___ Information ___
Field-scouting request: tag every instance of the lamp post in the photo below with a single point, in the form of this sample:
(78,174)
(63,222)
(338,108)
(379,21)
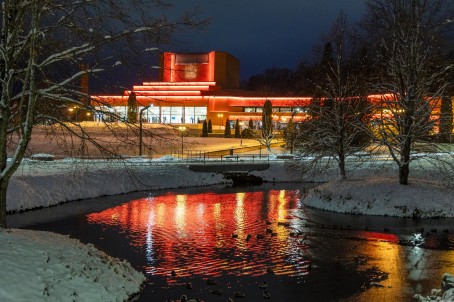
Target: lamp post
(182,129)
(140,127)
(220,115)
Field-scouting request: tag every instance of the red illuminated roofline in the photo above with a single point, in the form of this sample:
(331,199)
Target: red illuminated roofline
(171,88)
(178,83)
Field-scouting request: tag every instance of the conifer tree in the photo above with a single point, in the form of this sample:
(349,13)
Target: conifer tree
(227,132)
(237,129)
(205,129)
(132,108)
(210,126)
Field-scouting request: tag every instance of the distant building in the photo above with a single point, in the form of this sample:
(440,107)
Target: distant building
(198,86)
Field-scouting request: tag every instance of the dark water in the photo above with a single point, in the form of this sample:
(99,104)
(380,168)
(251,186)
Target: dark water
(240,238)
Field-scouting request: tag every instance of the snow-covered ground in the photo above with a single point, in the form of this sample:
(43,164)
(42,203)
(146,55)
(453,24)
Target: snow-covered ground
(81,271)
(44,266)
(372,188)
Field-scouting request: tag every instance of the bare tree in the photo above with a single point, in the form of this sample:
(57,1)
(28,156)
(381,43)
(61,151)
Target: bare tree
(42,46)
(338,118)
(410,78)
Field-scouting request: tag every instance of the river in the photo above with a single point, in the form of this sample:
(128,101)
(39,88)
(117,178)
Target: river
(217,243)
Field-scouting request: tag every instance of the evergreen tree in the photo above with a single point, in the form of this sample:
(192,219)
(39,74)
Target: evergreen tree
(237,129)
(210,126)
(290,135)
(132,108)
(267,125)
(205,129)
(227,132)
(251,124)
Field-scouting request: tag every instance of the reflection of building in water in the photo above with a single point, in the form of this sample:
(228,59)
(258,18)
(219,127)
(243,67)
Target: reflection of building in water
(194,232)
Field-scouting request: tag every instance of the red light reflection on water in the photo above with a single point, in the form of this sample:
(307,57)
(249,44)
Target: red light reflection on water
(211,234)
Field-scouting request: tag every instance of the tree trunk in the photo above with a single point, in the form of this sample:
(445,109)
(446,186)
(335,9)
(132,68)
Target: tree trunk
(341,164)
(3,189)
(404,170)
(404,167)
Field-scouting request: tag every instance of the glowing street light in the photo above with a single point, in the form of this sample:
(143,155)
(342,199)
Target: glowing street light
(182,129)
(140,127)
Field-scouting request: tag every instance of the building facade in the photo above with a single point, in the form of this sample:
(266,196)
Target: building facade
(195,87)
(198,86)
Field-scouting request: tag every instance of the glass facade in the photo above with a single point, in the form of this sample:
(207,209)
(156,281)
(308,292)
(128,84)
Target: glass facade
(154,114)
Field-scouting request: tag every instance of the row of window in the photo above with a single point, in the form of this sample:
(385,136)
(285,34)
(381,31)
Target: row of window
(277,109)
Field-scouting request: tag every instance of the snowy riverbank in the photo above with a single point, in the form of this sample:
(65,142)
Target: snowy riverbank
(44,266)
(56,268)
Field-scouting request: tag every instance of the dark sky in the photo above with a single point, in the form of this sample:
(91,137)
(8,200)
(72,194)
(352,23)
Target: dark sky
(263,33)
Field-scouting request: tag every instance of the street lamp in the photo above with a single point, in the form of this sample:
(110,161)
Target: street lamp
(182,129)
(220,115)
(140,127)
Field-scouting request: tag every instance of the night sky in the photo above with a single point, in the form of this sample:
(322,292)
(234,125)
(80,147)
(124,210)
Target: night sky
(263,33)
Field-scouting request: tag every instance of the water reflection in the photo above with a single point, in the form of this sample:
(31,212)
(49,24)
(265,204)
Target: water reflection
(213,234)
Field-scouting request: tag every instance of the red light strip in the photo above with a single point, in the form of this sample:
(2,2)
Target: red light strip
(171,88)
(178,83)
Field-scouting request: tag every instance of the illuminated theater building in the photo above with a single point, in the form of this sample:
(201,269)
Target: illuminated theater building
___
◆ Your task:
Restate the records above word for word, without the pictures.

◆ Response to this task:
Field-scouting request: tag every instance of the lamp post in the photo below with a single point, in the form of this sample:
(78,174)
(63,222)
(338,108)
(379,21)
Target: lamp post
(182,129)
(140,127)
(220,115)
Field-scouting request: tag every instance of the red illuminated roofline in the photo above with a single point, in the form of this sample:
(331,199)
Target: red illuminated roofline
(171,88)
(178,83)
Field-scouting request: tag every instance of the conifer tree in the photo above with a single point, in the form of this sample:
(349,13)
Target: conifer tree
(227,132)
(237,129)
(205,129)
(132,108)
(210,126)
Field-scouting request: tag every instance of the distant building in the photo above with a single point, in the form of this sample:
(440,107)
Target: distant building
(198,86)
Field-scouting request: tag every instance of the dark water in the photo above with a single point, in the form of this sample:
(99,104)
(380,168)
(251,186)
Target: dark water
(240,238)
Field-scouting request: tag every instance of the snow-covered ground in the photo above with a single point, in the form of this sample:
(43,164)
(42,203)
(146,55)
(453,24)
Target: snow-covered ground
(81,271)
(44,266)
(372,188)
Field-scouting request: tag every instance of the bare tree in the photo above with a single point, in the form of this sample:
(57,1)
(28,156)
(381,43)
(61,151)
Target: bare tree
(42,46)
(338,118)
(410,78)
Field-scouting request: tag every instance of the river in the photo above with a single point, in the form of this sample:
(128,101)
(39,88)
(117,178)
Target: river
(217,243)
Field-scouting request: tag every instance of the evergreen tree in the photo above with a single point, in the form of this sample:
(192,219)
(39,74)
Target: evergreen tree
(237,129)
(210,126)
(290,135)
(132,108)
(267,125)
(205,129)
(227,132)
(251,124)
Field-scouting request: tag every instance of the reflection of building in water in the photo above with a single point, in the form of this sample:
(228,59)
(258,18)
(219,127)
(243,67)
Target: reflection of building in water
(194,232)
Field-scouting request: tag every instance of the red light reflection on water in the photo above with a single point, in the form of this sample:
(307,57)
(249,44)
Target: red light reflection on water
(211,234)
Field-scouting request: tag every instance of the tree trunk in the photo above with a single point, in the form of this sample:
(445,109)
(446,186)
(335,9)
(132,68)
Target: tree trunk
(341,164)
(3,189)
(404,170)
(404,167)
Field-scouting request: tag every instance of the glowing street light in the photo above with a single point, in the form of this sample:
(143,155)
(342,199)
Target: glowing street light
(182,129)
(140,127)
Field-scouting request: tag every instance of the building facade in the photo above with a single point, in the form of this sample:
(266,196)
Target: building facade
(195,87)
(198,86)
Field-scouting request: tag every instance of the glass facade in the photo above with a single point, in the form of this sample:
(207,209)
(156,281)
(308,292)
(128,84)
Target: glass facade
(154,114)
Field-scouting request: tag every instance of the row of window in the photo above with a single point, in the form of this sample:
(385,136)
(285,34)
(381,31)
Target: row of window
(277,109)
Field-scouting request: tag every instance of the snowy riverbank in the photo above with a single point, in the form of this sample:
(65,142)
Target: snowy riverbank
(44,266)
(56,268)
Field-scouting request: tag every instance of the dark sky in the photo above with a single point, in the form of this sample:
(91,137)
(8,200)
(72,194)
(352,23)
Target: dark sky
(263,33)
Field-scouting request: tag every instance of the street lamp in the photo above with a single point, in the form of this sample:
(110,161)
Target: street lamp
(182,129)
(220,115)
(140,127)
Field-scouting request: tag every instance of the night sky in the photo above with a single point, in the form of this sample:
(322,292)
(234,125)
(80,147)
(124,210)
Target: night sky
(263,33)
Field-scouting request: tag every instance of the water reflection in the photo above with a single point, in the form of this sample:
(31,212)
(49,24)
(265,204)
Target: water reflection
(213,234)
Field-scouting request: tag every instance of the red light strip in the photo above with a single point, in the form of this sample:
(2,2)
Target: red light strip
(171,88)
(178,83)
Field-scouting request: tag every instance of the illuminated theater building in the photo above with a single point, in the form of this sample:
(201,269)
Target: illuminated theater building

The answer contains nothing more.